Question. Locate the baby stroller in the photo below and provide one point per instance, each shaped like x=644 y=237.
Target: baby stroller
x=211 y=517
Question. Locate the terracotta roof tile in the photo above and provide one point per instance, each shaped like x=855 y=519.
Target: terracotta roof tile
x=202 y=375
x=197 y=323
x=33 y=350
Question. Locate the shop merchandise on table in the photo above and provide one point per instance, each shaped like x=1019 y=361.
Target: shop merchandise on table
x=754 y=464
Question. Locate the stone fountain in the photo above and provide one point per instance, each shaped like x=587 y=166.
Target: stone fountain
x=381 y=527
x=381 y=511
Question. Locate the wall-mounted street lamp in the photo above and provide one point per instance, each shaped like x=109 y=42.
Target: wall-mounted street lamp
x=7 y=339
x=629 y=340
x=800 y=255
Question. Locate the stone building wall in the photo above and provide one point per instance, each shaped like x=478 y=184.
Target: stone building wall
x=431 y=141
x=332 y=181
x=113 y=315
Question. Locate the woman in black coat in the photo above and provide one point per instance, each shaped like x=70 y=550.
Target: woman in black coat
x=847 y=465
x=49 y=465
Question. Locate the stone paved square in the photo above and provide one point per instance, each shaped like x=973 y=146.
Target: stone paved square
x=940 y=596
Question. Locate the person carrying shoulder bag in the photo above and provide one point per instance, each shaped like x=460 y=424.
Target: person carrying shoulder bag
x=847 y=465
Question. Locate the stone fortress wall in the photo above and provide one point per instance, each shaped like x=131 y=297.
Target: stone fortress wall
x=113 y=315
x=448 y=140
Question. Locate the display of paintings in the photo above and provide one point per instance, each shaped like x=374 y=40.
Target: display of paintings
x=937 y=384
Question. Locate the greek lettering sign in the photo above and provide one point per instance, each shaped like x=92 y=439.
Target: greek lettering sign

> EXERCISE DESCRIPTION: Rescale the stretch from the beginning of the entries through the line containing "x=940 y=596", reproducing every line, requests included, with each coordinate in the answers multiplied by 0.9 and rounded to the nearest whole number, halves rounded up. Leave all numbers in the requests, including their format samples, unchanged.

> FINAL RESULT:
Question. Locate the baby stroller in the photo below and provide one point per instance, each shaped like x=644 y=237.
Target: baby stroller
x=190 y=465
Question. Locate the terracotta roof tile in the photo above and provide one point per instance, each shaped like x=855 y=519.
Target: terracotta roof tile
x=182 y=338
x=177 y=291
x=30 y=315
Question. Locate the shop merchandise on table in the photo above and provide one point per instance, each shaped like x=1019 y=361.
Target: shop merchandise on table
x=679 y=418
Question. Locate the stone fountain in the photo above and provide one point per instance, each shaped like x=587 y=166.
Target: stone fountain
x=343 y=474
x=343 y=460
Question. Locate the wall-mounted street lamp in the photo above and provide one point per instance, each shaped like x=109 y=42.
Target: wall-mounted street lamp
x=6 y=305
x=566 y=306
x=720 y=230
Question. Locate the stone building wall in the photo above and provide one point per instance, each shaped like x=478 y=184.
Target: stone building wall
x=388 y=127
x=299 y=163
x=102 y=284
Question. Locate the woman in black coat in the photo above and provide one point per instance, each shaped like x=70 y=550.
Target: woman in black coat
x=762 y=419
x=44 y=419
Question. Locate the stone paved square in the photo above and provide one point per instance, each shaped like x=973 y=146.
Target: stone paved square
x=846 y=536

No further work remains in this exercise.